**Problem to solve:**
Look below for the line containing "x=37, y=530". Reproduce it and every line after it exactly, and nothing more.

**Input data:**

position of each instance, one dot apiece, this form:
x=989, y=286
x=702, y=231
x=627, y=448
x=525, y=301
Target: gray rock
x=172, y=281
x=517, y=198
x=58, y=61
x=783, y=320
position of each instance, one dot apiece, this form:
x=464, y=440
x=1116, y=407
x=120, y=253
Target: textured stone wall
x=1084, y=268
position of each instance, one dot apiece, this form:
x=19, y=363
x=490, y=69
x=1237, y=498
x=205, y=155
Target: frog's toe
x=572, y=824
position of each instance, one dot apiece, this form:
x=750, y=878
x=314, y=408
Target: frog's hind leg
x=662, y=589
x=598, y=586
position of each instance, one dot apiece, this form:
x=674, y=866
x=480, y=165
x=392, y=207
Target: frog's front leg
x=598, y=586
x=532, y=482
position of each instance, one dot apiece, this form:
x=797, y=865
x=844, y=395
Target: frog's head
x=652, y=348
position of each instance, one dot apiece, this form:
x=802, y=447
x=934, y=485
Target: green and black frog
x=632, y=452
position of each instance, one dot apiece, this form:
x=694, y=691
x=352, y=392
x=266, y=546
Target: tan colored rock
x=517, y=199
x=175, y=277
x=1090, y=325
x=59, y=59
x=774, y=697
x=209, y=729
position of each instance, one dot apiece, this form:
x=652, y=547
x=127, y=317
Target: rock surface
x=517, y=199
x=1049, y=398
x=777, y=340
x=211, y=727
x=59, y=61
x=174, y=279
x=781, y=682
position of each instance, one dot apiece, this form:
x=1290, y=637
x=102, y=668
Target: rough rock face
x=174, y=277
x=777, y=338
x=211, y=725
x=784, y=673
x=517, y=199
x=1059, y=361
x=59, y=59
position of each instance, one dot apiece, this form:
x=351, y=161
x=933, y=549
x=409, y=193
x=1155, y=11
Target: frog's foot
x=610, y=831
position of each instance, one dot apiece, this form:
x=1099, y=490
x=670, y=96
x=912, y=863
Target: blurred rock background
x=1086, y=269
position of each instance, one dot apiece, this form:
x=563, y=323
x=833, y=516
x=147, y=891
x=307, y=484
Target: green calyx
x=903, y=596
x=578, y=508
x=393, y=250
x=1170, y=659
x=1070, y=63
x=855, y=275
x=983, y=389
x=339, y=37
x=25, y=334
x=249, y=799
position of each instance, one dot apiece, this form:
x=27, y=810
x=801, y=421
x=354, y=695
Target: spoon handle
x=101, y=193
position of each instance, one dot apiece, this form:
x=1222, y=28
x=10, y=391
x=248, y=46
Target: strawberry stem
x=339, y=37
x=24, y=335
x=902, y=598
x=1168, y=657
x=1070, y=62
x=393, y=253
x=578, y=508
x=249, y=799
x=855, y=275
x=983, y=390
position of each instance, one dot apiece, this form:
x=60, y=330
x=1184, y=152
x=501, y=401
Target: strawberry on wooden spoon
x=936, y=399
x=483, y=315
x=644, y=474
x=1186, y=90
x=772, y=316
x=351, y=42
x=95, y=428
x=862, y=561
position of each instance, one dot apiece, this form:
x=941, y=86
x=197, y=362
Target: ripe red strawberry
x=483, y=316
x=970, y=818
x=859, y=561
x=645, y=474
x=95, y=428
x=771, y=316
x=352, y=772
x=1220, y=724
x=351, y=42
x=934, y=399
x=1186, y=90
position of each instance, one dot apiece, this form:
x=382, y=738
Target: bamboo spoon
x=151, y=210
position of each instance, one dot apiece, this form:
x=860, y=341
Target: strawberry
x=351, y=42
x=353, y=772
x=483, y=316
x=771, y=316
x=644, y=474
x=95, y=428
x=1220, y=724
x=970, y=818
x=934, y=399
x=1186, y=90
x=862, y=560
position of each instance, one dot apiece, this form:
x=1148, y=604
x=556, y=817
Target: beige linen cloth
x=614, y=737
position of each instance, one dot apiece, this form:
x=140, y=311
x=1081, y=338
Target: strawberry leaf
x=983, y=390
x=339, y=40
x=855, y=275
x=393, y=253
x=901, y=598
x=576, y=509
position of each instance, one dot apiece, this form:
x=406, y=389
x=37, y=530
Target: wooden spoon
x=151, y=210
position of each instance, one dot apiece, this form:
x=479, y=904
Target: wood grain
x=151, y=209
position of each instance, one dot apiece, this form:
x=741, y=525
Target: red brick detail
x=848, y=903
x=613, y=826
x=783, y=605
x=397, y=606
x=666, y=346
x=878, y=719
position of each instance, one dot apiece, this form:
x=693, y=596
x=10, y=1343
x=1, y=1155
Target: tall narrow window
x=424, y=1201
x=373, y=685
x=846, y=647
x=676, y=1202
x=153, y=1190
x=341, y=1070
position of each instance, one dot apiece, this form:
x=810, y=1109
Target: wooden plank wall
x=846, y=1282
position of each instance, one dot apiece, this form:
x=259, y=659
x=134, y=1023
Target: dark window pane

**Task answer:**
x=37, y=530
Target: wooden spoon
x=151, y=210
position of each instance, one dot apiece, this form:
x=479, y=904
Target: wood grain
x=151, y=209
position of each instance, one dot apiece, this form:
x=741, y=525
Target: red brick detail
x=848, y=903
x=613, y=826
x=783, y=605
x=397, y=606
x=666, y=346
x=878, y=719
position of each instance, one dot apiece, this form:
x=693, y=596
x=10, y=1343
x=1, y=1155
Target: tall narrow window
x=424, y=1201
x=373, y=685
x=846, y=647
x=676, y=1202
x=153, y=1190
x=341, y=1070
position of each instance, one dot apiece, this form:
x=810, y=1109
Target: wooden plank wall
x=846, y=1282
position of each instance, one dot apiece, this form:
x=259, y=659
x=134, y=1023
Target: dark window pane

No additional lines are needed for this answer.